▶ PROVIDED TEXT
This won’t be anything that probably hasn’t been discussed or thought about by plenty of people already, but I wanted to see some samples of how these behaved on VR scenes and couldn’t find any.
This community seems pretty sharing, so I figured I’d share what I generated in case anyone else had the same curiosity. It’s all from the same video, maybe someone guess the video.
Full mp4 outputs and keypoint outputs in 945.41 MB folder on MEGA
movenet
I started with movenet, it was the easiest to work with and had good speed but felt the least accurate.
mediapipe
mediapipe was nice, and not resource intensive, but the default pipeline is a bit slow when processing sequentially and they seem to be in the middle of a bit of a code change so it’s not straightforward with what it can and can’t do at the moment. I wanted to use their native landmark smoothing, so I didn’t parallelize it or anything.
mmpose
mmpose The timing is off in the gif, although the full video processed and npy stored with frameid so I do have replayable data. It was the slowest at ~ 30frames every 5 seconds, and used GPU. They also have a 3d pose estimation model, but I didn’t see much more difference or accuracy from initial testing, so didn’t run the full inference on it.
Similar to the file names, I fed the original video into ffmpeg and cropped it, and then again and scaled it. The video I picked because it was a shorter video and smaller size I had. I didin’t use any ffmpeg flattening filters, they always seemed like they cropped too much and left some distortion that could confuse the models. In lieu of a perfect solution, something like movenet fine-tuned on VR poses might yield better results. I wanted to start each model on an even playing field, so I didn’t try to speed things up by preprocessing the videos to the model’s native sizes.
This is just something I’ve looked at out of curiosity, I don’t have any expertise in this space or do anything more than dabble with python.
As far as applicability and how it can be used, it could be a source to help at the start of composing, but I think the tools and extensions that exist far surpass the output of these. If I wanted to use them, probably the lowest hanging fruit would be to convert the keypoint Y data into funscript and use them as individual sources to copy+paste out of. Most/all keypoint data includes a confidence value as well.
e.g.
The average position of left and right hip could give approx rhythm indications (left_hip_y + right_hip_y) / 2
The y position of the hand or head at certain points in the video could inform motion
The overall joint y position, where confidence is greater than % could inform motion.
and so on.

▶ DATASET ROWS
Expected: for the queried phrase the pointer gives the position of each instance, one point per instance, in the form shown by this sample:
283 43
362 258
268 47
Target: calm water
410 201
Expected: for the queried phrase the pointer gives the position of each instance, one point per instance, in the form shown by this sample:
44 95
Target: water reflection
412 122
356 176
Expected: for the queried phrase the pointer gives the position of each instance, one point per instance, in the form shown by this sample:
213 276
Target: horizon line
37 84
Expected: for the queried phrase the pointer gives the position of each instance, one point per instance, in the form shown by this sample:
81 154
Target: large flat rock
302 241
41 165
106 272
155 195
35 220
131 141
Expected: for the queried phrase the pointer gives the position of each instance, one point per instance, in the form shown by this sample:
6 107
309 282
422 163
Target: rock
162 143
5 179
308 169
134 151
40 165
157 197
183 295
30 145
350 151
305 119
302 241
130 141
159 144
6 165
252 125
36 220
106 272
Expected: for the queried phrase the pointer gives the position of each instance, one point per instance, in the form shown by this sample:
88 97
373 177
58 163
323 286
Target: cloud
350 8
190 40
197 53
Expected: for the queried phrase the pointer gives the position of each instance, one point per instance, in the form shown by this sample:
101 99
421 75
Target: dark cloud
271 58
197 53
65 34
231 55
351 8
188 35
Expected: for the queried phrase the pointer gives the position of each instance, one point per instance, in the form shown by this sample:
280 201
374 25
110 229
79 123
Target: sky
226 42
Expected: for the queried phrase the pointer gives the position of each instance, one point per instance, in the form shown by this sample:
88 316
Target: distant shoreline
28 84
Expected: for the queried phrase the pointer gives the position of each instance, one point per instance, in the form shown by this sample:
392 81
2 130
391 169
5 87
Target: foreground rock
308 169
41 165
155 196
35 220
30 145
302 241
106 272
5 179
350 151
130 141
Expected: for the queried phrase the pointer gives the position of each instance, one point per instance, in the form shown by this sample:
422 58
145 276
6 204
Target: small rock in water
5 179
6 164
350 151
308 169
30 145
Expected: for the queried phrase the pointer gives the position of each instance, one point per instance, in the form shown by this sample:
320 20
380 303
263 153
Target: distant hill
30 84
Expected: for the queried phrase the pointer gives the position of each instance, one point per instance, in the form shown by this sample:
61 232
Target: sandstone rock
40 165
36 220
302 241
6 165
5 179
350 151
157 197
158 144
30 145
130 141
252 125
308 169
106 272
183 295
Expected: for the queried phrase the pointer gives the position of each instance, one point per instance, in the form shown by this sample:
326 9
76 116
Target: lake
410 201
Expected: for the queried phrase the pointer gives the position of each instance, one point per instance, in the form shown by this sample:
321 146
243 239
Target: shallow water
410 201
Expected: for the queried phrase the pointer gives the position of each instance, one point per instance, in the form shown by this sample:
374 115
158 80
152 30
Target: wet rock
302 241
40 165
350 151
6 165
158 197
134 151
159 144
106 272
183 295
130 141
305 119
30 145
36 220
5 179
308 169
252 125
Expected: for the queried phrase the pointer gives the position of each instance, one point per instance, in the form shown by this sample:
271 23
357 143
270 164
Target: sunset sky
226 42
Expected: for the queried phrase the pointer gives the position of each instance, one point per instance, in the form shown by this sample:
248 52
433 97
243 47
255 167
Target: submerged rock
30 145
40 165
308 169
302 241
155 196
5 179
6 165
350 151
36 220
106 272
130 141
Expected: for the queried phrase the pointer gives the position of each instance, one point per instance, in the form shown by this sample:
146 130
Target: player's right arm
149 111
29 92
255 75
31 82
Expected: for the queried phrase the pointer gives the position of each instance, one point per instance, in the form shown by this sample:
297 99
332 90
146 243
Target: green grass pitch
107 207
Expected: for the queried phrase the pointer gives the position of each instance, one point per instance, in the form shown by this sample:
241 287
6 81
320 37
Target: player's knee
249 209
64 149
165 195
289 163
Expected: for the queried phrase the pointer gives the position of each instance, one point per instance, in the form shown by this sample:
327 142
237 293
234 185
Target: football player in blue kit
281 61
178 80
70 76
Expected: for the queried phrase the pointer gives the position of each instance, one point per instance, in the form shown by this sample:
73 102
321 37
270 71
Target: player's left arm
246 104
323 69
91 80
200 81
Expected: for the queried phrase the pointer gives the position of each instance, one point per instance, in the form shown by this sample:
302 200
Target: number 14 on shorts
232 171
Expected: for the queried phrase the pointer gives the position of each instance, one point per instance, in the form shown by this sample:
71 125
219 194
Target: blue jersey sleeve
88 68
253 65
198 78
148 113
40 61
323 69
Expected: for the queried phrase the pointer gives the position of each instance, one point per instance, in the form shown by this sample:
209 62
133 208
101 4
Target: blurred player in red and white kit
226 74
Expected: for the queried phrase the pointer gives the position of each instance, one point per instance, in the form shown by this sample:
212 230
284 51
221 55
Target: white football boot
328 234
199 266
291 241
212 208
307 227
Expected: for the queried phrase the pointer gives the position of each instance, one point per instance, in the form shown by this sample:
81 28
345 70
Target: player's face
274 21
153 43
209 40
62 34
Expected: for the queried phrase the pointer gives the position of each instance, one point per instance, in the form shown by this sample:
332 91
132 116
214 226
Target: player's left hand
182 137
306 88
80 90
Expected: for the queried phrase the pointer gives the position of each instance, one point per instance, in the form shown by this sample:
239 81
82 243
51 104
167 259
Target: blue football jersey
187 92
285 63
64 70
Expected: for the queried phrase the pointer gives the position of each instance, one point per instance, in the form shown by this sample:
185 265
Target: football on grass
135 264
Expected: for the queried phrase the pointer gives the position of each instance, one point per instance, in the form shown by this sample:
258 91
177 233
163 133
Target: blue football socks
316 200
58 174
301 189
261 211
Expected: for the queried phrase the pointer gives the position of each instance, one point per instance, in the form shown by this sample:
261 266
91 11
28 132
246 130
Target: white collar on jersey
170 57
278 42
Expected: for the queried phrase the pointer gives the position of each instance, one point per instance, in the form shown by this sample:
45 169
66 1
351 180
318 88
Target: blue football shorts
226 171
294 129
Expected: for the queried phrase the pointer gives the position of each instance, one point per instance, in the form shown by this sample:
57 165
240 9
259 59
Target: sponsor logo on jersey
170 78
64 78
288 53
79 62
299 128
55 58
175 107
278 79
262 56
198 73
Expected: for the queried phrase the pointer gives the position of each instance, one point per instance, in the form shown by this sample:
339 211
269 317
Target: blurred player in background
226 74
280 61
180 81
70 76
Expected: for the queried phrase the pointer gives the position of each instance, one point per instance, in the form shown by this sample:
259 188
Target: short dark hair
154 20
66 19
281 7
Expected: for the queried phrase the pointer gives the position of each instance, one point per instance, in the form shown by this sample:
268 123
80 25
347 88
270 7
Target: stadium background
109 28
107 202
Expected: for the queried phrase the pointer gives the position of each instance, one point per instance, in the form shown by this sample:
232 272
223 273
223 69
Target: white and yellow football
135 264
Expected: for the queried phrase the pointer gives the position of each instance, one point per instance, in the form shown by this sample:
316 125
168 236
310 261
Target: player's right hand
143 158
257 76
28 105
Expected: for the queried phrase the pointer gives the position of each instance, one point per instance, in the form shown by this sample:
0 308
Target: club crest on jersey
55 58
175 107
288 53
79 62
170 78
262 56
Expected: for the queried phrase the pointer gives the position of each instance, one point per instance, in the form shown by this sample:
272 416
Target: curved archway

▶ PARTS OF THE EXERCISE
A – Reproduce the pose estimation post between "As far as applicability" and "could inform motion.", inclusive.
B – In the pose estimation post, which model was the slowest, and at what rate did it process frames?
The material has no connection to the pose estimation post.

▶ RESULTS FOR EACH TASK
A –
As far as applicability and how it can be used, it could be a source to help at the start of composing, but I think the tools and extensions that exist far surpass the output of these. If I wanted to use them, probably the lowest hanging fruit would be to convert the keypoint Y data into funscript and use them as individual sources to copy+paste out of. Most/all keypoint data includes a confidence value as well.
e.g.
The average position of left and right hip could give approx rhythm indications (left_hip_y + right_hip_y) / 2
The y position of the hand or head at certain points in the video could inform motion
The overall joint y position, where confidence is greater than % could inform motion.

B – mmpose was the slowest, at about 30 frames every 5 seconds.